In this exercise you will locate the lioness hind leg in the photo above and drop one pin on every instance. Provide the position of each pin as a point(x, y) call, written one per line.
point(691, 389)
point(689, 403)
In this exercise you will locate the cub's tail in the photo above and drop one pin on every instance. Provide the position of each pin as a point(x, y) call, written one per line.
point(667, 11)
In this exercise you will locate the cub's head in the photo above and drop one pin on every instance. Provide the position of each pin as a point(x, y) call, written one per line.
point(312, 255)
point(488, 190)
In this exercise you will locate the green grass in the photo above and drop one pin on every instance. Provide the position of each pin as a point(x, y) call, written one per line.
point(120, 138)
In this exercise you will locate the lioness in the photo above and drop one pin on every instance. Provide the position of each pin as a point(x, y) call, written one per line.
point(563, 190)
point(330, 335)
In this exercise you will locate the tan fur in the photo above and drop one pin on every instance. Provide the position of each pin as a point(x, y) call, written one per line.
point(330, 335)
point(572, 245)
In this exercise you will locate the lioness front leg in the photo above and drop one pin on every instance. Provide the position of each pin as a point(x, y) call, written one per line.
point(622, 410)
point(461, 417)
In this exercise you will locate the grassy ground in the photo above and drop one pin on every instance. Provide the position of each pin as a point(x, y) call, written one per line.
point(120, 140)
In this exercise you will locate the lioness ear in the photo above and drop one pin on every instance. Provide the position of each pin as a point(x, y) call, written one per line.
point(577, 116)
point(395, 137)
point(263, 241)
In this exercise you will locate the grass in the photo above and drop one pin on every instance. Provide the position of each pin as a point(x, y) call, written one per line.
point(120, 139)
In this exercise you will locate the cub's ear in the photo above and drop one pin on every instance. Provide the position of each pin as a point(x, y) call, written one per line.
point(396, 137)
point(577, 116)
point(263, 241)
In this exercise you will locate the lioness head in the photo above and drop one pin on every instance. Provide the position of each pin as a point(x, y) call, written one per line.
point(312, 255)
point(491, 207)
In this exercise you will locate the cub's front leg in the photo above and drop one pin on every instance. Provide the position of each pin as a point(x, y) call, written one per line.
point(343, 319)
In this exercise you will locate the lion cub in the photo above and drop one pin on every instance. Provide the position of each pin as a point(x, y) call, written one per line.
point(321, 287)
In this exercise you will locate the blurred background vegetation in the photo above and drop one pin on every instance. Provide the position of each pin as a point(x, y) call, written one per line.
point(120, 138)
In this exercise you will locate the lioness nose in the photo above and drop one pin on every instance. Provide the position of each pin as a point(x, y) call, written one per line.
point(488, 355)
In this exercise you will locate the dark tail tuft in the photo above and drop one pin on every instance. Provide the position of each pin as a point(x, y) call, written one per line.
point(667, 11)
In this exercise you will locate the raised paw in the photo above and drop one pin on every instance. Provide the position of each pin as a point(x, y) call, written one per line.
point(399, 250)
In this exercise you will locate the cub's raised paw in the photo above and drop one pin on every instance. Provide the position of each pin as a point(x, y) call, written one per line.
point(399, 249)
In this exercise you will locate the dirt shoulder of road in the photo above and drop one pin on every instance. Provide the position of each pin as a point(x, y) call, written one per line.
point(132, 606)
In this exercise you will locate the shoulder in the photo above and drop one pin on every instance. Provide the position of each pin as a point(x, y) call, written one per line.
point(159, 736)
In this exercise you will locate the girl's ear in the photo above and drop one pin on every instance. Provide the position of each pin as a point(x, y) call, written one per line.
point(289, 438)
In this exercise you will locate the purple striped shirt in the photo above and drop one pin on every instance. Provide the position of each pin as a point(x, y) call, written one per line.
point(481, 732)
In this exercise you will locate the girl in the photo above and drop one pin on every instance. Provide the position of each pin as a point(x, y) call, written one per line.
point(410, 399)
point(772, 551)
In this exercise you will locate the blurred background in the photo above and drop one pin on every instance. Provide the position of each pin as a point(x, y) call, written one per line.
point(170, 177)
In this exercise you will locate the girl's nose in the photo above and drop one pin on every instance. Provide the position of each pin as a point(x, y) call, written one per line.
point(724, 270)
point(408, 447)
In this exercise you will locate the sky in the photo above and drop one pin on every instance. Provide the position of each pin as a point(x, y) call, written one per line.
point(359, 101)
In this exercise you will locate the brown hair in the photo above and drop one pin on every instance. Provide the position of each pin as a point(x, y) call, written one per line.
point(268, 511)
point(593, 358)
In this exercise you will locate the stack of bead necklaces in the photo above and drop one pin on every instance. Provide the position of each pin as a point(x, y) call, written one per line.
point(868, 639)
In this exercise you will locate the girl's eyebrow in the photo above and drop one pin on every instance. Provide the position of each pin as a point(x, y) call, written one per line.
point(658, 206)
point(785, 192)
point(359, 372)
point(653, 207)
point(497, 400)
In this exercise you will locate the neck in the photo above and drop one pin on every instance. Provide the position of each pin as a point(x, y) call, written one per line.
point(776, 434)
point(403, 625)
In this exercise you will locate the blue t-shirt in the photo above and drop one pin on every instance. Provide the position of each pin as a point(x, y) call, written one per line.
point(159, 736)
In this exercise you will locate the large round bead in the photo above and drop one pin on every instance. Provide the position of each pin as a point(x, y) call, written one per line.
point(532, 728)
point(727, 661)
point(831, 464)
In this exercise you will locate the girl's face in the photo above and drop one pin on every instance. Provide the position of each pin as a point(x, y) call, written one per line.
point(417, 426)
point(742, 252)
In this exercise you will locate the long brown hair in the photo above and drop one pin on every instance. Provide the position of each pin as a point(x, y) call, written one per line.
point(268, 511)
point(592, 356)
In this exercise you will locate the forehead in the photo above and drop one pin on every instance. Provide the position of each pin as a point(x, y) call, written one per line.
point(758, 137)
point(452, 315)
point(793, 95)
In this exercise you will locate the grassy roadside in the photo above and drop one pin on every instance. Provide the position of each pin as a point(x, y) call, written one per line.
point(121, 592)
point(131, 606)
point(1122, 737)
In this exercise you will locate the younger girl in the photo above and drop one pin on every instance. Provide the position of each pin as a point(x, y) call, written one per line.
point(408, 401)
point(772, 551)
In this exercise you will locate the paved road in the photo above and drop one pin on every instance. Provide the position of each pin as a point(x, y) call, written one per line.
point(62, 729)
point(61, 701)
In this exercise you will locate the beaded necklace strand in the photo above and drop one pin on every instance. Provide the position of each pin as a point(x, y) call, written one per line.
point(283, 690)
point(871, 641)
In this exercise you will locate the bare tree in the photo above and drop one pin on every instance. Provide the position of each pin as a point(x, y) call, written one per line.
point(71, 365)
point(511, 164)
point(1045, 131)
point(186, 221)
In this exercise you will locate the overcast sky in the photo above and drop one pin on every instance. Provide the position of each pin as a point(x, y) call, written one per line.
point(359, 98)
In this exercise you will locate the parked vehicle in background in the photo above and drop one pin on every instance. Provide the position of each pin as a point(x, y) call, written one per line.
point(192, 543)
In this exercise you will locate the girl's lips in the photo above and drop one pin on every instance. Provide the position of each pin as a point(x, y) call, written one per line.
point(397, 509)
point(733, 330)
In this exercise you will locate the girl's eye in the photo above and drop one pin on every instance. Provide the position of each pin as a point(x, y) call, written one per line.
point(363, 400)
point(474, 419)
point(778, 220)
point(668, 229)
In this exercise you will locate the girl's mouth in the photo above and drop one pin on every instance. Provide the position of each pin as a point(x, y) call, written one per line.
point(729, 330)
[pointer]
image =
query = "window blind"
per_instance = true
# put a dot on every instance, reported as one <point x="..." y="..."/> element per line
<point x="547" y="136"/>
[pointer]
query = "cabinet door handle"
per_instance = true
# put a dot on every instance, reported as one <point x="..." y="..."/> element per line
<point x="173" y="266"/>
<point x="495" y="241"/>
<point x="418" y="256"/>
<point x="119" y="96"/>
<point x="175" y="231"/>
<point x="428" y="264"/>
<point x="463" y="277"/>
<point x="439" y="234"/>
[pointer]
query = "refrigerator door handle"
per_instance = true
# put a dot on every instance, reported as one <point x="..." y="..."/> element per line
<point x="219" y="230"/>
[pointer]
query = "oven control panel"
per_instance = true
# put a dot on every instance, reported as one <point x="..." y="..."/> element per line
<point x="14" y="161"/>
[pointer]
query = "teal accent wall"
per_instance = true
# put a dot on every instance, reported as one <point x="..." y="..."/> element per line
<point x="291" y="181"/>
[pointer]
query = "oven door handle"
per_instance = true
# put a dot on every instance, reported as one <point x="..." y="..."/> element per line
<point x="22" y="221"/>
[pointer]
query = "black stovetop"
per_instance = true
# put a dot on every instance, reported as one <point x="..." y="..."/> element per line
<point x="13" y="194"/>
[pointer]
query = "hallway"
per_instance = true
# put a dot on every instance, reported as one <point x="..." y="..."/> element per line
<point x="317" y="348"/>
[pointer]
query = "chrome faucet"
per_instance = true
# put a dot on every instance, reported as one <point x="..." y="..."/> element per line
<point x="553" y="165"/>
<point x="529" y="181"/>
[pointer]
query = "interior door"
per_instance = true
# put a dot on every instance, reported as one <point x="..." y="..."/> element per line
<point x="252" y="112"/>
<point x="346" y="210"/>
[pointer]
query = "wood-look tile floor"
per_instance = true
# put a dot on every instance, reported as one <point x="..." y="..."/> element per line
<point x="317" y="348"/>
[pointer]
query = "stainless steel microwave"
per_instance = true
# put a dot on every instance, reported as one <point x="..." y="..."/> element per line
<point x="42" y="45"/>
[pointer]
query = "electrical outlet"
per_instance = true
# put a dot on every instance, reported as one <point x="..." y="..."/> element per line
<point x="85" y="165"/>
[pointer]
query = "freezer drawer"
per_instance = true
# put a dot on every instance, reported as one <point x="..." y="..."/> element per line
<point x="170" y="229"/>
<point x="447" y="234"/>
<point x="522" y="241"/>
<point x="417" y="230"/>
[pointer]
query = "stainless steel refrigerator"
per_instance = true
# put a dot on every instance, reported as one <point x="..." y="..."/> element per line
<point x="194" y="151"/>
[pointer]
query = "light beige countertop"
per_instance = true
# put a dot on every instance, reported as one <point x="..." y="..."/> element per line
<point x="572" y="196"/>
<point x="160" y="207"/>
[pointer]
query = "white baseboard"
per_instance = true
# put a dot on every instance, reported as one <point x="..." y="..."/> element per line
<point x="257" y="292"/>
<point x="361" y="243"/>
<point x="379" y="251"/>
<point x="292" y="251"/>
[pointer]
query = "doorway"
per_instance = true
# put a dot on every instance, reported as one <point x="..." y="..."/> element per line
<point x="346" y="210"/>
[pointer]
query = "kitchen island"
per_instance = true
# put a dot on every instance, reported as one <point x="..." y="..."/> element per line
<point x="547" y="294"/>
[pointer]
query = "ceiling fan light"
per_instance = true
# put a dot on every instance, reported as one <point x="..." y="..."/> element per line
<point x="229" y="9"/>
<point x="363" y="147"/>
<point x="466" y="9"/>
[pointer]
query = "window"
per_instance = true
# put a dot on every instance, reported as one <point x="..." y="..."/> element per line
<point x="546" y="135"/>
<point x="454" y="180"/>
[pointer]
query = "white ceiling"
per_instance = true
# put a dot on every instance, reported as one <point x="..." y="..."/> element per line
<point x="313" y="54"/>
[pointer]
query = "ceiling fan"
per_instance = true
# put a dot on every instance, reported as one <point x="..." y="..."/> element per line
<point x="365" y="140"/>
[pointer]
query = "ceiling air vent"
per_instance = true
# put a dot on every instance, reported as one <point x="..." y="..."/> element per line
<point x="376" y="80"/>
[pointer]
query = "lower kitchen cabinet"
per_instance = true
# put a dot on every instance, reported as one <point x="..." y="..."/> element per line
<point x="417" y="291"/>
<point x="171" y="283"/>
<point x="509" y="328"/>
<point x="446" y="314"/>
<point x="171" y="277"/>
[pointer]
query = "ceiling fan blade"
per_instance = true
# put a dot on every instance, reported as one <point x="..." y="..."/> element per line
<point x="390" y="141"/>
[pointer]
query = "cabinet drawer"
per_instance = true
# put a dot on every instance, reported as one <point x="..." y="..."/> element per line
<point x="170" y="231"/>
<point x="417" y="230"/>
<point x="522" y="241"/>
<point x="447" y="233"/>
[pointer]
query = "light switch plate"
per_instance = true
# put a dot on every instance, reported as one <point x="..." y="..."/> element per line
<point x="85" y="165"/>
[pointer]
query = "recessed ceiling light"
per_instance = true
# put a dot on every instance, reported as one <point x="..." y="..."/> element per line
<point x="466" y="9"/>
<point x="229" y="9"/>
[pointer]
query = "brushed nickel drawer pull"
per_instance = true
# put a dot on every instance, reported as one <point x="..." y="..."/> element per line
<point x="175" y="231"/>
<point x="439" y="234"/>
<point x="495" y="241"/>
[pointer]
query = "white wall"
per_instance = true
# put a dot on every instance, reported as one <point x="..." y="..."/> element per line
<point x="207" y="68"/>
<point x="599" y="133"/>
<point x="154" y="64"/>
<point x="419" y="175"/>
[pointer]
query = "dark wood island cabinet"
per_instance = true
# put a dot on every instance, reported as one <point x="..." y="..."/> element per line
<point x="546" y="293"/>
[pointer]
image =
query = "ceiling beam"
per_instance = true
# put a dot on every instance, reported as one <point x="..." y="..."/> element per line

━━━━━━━━

*Instructions to follow:* Where the word "light" shows up in a line of the listing, return that line.

*Exercise solution:*
query = "light beige countertop"
query = "ceiling fan light"
query = "light switch plate"
query = "recessed ceiling light"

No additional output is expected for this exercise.